# start of Given records

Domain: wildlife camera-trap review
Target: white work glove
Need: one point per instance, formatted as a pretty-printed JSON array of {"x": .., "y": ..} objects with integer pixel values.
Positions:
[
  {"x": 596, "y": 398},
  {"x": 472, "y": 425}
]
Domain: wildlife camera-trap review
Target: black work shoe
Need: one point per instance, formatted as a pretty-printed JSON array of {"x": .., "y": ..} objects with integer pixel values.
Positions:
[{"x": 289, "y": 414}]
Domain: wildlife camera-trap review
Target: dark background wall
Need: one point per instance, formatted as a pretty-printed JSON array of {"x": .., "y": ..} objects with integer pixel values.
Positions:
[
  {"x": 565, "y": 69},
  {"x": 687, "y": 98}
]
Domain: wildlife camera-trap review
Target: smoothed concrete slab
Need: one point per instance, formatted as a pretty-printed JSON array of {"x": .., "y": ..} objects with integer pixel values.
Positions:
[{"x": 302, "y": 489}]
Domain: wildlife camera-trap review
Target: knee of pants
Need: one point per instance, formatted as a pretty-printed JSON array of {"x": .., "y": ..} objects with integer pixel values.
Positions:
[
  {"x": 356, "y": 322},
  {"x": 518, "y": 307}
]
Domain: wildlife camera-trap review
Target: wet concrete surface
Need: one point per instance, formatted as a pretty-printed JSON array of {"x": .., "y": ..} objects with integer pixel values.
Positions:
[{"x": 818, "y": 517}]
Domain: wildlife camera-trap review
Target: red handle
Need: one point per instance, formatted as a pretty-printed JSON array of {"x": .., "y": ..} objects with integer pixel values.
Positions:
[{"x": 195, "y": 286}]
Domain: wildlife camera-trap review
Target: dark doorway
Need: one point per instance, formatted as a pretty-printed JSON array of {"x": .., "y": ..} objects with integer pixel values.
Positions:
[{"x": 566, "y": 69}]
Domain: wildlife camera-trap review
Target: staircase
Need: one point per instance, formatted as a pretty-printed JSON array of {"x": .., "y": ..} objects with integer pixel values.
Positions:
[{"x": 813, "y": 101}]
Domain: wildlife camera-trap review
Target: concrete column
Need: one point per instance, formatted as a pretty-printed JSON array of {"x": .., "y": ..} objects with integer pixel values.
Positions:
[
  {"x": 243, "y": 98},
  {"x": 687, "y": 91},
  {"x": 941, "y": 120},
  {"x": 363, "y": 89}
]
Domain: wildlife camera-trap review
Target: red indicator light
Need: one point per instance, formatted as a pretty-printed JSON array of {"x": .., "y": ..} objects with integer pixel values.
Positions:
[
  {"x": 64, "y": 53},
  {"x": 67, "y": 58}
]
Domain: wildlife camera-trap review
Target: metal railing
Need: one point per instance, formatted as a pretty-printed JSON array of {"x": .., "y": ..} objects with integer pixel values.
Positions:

# end of Given records

Transcribe the whole listing exactly.

Domain: wildlife camera-trap review
Target: white work glove
Need: one point per instance, formatted as a pretty-printed JSON array of {"x": .., "y": ..} objects with integer pixel values.
Positions:
[
  {"x": 596, "y": 398},
  {"x": 472, "y": 425}
]
Domain: wildlife camera-trap review
Target: black work shoe
Need: one point per instance, formatted as a pretty-printed JSON array of {"x": .., "y": ..} objects with integer pixel values.
Positions:
[{"x": 289, "y": 414}]
Domain: wildlife camera-trap review
Target: dark background wall
Need: one point per instance, formatted as a pretty-printed JSON array of {"x": .., "y": ..} objects with integer pixel values.
Positions:
[
  {"x": 565, "y": 69},
  {"x": 687, "y": 98}
]
Domain: wildlife camera-trap review
Target: smoothed concrete slab
Need: one point per instance, formatted as a pretty-printed JSON array of {"x": .., "y": ..} objects with integer pixel values.
Positions:
[{"x": 302, "y": 489}]
Domain: wildlife camera-trap review
Target: knee of pants
Need: one point per instance, formatted as a pretty-printed JSON array of {"x": .., "y": ..} objects with integer pixel values.
Positions:
[
  {"x": 356, "y": 322},
  {"x": 518, "y": 307}
]
Domain: wildlife camera-trap review
Target: wet concrete surface
Need: one point per instance, formatted as a pretty-printed JSON array of {"x": .., "y": ..} objects with integer pixel values.
Positions:
[{"x": 818, "y": 517}]
Domain: wildlife camera-trap review
Target: red handle
Need: one point per instance, formatted as a pretty-printed JSON array of {"x": .., "y": ..} objects with integer pixel values.
Positions:
[{"x": 195, "y": 286}]
Domain: wildlife camera-trap review
Target: dark doorway
Need: one point per instance, formatted as a pretty-printed JSON array of {"x": .., "y": ..} objects with integer pixel values.
Positions:
[{"x": 566, "y": 69}]
Domain: wildlife camera-trap review
Target: staircase
Need: one point per instance, formatted as a pretty-printed JSON array of {"x": .., "y": ..} objects with integer pixel values.
Positions:
[{"x": 813, "y": 101}]
Domain: wildlife camera-trap review
Target: concrete column
Need: one point per instance, formatted as a pretty-printed JSON array of {"x": .., "y": ..} objects with integer pixel values.
Positions:
[
  {"x": 243, "y": 98},
  {"x": 687, "y": 91},
  {"x": 941, "y": 120},
  {"x": 363, "y": 89}
]
Domain: wildlife camera-trap review
Target: red indicator light
Need: one point per instance, formatted as a pretty-printed JSON array of {"x": .., "y": ..} objects with integer pixel values.
Positions:
[
  {"x": 64, "y": 53},
  {"x": 67, "y": 58}
]
Domain: wildlife camera-trap review
Target: metal railing
Need: one point per instance, formatted as a pretty-printed JSON array of {"x": .., "y": ..} objects with integer pixel values.
Positions:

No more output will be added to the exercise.